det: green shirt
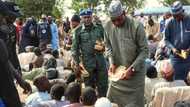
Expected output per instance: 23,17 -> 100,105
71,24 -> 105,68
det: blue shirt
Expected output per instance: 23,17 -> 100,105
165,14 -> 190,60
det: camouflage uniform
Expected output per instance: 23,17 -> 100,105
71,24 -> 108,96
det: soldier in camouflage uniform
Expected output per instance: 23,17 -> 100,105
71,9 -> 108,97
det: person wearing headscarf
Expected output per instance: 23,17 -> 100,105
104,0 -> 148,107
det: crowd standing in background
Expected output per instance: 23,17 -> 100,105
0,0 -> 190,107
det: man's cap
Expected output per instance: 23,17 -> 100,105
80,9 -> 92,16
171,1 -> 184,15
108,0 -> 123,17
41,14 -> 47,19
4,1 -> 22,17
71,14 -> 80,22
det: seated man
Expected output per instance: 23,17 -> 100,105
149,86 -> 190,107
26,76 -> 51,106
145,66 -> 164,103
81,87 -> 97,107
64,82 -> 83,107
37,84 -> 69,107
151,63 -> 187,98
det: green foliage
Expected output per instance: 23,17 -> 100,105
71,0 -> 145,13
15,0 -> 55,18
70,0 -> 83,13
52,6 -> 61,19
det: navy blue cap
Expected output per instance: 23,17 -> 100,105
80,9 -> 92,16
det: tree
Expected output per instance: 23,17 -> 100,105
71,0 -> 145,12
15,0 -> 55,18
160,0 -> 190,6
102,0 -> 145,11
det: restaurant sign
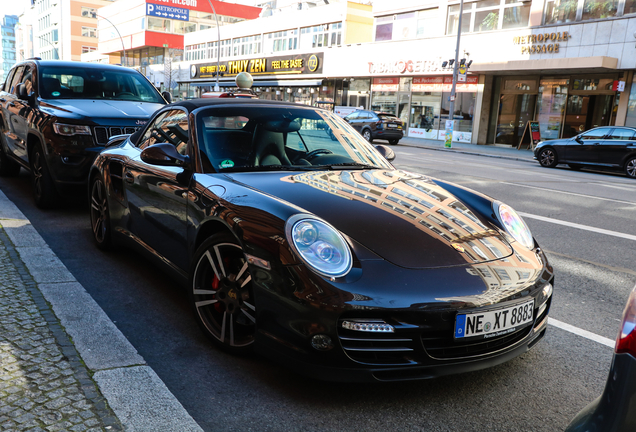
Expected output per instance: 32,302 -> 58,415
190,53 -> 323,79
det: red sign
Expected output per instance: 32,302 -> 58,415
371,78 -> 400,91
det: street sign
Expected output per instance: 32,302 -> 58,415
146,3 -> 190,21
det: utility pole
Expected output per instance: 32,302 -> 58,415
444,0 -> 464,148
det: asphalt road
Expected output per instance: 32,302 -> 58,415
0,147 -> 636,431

◇ ◇ ◇ ◇ ◇

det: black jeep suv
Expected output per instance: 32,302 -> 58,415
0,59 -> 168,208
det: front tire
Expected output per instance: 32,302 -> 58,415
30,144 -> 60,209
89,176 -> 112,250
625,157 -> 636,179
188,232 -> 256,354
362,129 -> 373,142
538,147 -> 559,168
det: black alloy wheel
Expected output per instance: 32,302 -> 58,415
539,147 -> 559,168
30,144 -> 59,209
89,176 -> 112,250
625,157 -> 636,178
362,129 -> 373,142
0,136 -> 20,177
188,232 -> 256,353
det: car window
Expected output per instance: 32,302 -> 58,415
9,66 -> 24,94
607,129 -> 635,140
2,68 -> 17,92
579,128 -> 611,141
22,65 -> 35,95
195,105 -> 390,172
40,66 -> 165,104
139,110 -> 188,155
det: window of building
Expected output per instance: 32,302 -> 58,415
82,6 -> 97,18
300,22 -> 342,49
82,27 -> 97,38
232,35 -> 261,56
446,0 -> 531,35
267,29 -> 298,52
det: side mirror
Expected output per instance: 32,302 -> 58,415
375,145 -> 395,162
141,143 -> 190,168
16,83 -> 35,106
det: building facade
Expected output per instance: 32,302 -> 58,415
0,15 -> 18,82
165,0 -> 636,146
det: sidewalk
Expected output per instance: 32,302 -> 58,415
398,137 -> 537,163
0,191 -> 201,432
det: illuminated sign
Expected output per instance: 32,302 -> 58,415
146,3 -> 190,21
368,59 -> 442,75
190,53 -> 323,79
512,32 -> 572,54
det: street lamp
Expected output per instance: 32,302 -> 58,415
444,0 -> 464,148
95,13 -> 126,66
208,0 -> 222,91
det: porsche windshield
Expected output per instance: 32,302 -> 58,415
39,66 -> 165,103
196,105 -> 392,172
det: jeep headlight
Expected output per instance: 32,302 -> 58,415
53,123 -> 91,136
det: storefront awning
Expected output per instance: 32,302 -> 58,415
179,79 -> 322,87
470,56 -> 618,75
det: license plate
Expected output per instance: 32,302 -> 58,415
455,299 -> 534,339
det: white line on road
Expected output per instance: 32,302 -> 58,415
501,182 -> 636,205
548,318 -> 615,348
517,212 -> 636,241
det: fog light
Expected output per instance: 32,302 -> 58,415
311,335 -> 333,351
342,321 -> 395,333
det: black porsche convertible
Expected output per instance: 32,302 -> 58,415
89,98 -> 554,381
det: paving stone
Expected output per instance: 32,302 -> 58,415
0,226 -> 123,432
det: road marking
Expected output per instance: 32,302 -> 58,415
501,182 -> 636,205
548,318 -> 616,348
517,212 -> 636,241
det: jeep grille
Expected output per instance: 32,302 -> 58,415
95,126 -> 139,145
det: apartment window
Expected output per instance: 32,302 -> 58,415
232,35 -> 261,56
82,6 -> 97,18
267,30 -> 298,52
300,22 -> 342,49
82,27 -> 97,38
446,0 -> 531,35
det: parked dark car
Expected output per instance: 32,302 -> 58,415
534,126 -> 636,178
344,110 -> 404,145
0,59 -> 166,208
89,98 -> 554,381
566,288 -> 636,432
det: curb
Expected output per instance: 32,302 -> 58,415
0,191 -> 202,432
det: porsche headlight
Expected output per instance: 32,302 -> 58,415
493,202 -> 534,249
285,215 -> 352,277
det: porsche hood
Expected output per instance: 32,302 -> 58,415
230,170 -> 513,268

◇ ◇ ◇ ◇ ◇

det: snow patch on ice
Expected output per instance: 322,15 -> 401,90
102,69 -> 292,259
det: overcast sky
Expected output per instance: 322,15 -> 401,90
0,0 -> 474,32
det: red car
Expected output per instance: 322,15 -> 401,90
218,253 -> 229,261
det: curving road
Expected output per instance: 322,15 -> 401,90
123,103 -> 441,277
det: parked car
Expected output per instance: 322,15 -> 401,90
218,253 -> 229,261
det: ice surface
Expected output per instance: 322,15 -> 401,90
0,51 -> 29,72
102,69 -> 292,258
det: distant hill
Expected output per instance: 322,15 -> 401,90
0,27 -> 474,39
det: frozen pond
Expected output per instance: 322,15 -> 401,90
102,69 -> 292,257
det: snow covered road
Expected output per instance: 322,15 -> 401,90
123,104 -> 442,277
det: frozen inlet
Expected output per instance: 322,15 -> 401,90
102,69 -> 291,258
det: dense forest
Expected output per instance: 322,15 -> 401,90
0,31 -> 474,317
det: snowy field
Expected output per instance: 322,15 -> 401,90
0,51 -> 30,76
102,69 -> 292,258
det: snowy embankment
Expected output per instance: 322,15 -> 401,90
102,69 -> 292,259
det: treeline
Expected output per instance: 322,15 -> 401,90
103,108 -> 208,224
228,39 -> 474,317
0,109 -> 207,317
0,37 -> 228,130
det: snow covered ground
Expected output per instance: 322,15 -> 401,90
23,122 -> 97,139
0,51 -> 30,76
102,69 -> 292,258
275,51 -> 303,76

◇ ◇ ◇ ◇ ◇

### AIM OF THE TASK
Copy out the entries above without any change, beginning at the line that contains "det: jeep headlight" and stopping after the line that contains "95,126 -> 139,145".

### RESPONSE
det: jeep headlight
Expected output per instance: 32,302 -> 58,415
53,123 -> 91,136
det: storefront awning
Expected output per instance: 32,302 -> 58,415
179,79 -> 322,87
470,56 -> 618,75
det: license plate
Expected output per instance: 32,302 -> 58,415
455,299 -> 534,339
det: white line on road
Expected output per instance: 32,302 -> 58,415
501,182 -> 636,205
548,318 -> 615,348
517,212 -> 636,241
det: fog light
Expected output per instance: 32,302 -> 58,415
311,335 -> 333,351
342,321 -> 395,333
det: black porsche convertible
Expected output per instance: 32,302 -> 58,415
89,98 -> 554,381
det: paving stone
Expected output per instance: 32,302 -> 58,415
0,226 -> 123,432
det: road marking
Expected output per instance: 32,302 -> 58,415
501,182 -> 636,205
548,318 -> 616,348
517,212 -> 636,241
det: jeep grille
Expected output per instance: 32,302 -> 58,415
95,126 -> 139,145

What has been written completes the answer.